▶ _Data shown_:
• • •
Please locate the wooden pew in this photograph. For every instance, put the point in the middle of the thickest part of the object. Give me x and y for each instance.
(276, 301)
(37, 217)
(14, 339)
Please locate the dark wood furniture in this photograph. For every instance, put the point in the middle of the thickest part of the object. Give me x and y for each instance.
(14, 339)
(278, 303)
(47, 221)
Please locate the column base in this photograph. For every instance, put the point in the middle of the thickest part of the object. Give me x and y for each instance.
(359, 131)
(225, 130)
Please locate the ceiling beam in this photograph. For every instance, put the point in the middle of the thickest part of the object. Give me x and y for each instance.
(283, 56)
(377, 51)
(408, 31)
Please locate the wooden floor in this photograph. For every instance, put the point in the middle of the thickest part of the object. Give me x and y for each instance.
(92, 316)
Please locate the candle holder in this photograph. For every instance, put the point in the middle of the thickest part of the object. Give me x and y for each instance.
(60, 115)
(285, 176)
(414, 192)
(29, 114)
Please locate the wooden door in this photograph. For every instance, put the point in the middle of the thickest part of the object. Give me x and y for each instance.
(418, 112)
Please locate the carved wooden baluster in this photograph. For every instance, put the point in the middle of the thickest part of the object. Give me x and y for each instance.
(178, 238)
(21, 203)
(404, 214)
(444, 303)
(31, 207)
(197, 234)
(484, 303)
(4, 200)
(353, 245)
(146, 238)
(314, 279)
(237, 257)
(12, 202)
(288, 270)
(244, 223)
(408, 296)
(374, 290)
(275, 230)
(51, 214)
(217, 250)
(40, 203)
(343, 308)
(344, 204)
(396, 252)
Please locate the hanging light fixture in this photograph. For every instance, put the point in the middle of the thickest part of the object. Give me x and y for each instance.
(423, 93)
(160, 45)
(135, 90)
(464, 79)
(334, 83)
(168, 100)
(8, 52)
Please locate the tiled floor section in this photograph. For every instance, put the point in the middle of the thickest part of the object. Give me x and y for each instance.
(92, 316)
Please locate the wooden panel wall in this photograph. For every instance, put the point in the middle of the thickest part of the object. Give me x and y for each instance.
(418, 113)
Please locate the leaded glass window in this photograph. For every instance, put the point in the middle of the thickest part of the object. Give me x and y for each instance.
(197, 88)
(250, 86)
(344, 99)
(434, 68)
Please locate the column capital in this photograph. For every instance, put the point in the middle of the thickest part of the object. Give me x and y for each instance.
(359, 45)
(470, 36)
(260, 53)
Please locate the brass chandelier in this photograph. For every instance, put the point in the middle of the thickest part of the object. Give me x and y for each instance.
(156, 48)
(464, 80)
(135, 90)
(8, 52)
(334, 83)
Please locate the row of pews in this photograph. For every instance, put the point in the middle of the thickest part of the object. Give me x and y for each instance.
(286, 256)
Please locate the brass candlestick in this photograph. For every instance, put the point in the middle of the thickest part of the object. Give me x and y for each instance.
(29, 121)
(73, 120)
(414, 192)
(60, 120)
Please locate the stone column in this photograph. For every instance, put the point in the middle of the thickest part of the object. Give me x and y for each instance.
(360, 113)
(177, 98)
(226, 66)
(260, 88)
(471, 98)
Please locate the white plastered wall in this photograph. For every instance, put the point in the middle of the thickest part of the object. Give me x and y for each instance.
• • •
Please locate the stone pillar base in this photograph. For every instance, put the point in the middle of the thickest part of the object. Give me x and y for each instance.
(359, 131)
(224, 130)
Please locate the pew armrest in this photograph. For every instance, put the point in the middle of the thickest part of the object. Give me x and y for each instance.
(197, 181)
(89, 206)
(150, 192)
• • •
▶ _Exercise prompt_: Return each line of the listing in which the word "stone" appears.

▶ _Response to this task_:
Please locate the stone column in this photograph. For every instance, put the point in the middle of the thickest part of the object. Give me x and y for each instance.
Please locate the stone pillar base in this photograph. For every instance, put the point in the middle of the thickest part of the object. Give me x and y for each instance.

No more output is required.